Copy out word for word the rows below, from the line with "Place one point per instance of the building" through the line with "Target: side mirror", keeping both of those lines.

---------- Available data

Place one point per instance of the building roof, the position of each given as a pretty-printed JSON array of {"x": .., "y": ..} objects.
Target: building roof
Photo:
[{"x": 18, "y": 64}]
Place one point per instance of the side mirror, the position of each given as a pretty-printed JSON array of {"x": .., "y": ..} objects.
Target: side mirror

--------------------
---------- Available data

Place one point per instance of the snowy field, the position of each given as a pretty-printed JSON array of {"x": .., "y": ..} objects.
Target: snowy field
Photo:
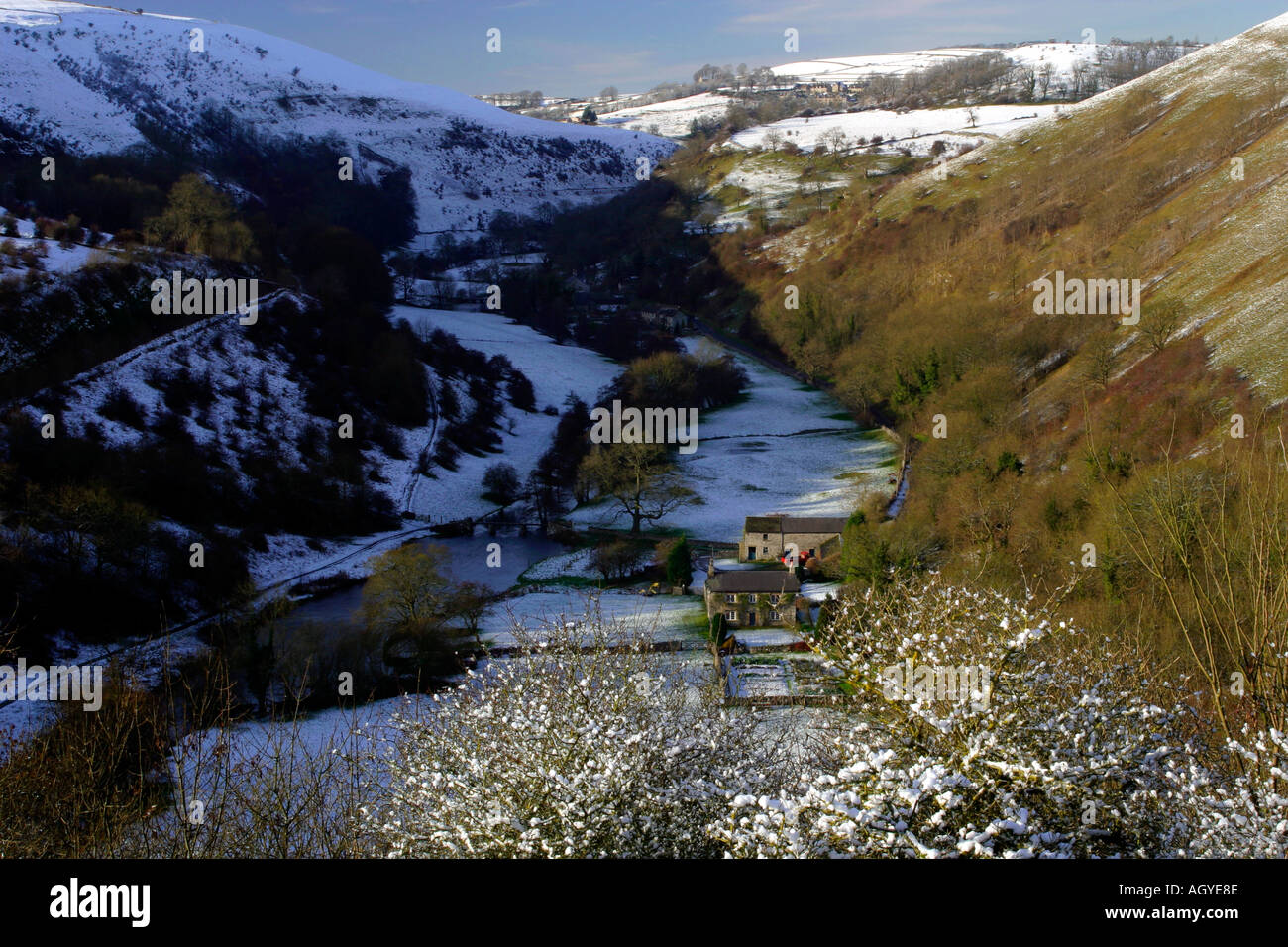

--------------------
---------- Available data

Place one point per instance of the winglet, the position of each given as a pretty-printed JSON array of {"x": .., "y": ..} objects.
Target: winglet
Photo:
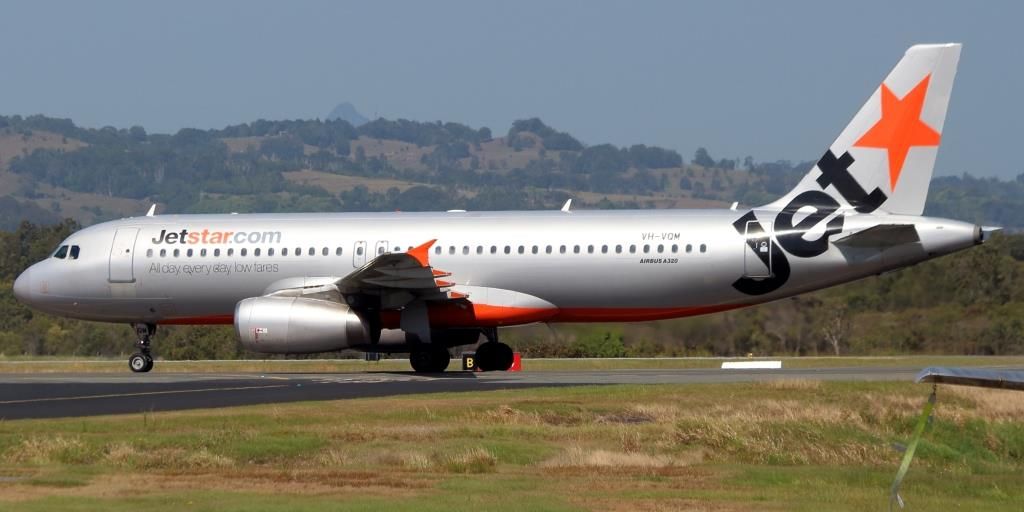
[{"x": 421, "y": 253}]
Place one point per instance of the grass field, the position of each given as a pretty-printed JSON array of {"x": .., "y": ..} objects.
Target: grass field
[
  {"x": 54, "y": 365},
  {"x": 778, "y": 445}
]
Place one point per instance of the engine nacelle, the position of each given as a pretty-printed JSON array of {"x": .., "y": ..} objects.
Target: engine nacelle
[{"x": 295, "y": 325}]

--------------------

▶ Full solution:
Place one point per instance of the building roof, the position of each given as a pretty-printed JSON array of {"x": .., "y": ..} objects.
Target: building roof
Photo:
[{"x": 18, "y": 64}]
Place one point per instance of the side mirror, the position of each given as a pretty-printed JSON array of {"x": .., "y": ..} objects.
Target: side mirror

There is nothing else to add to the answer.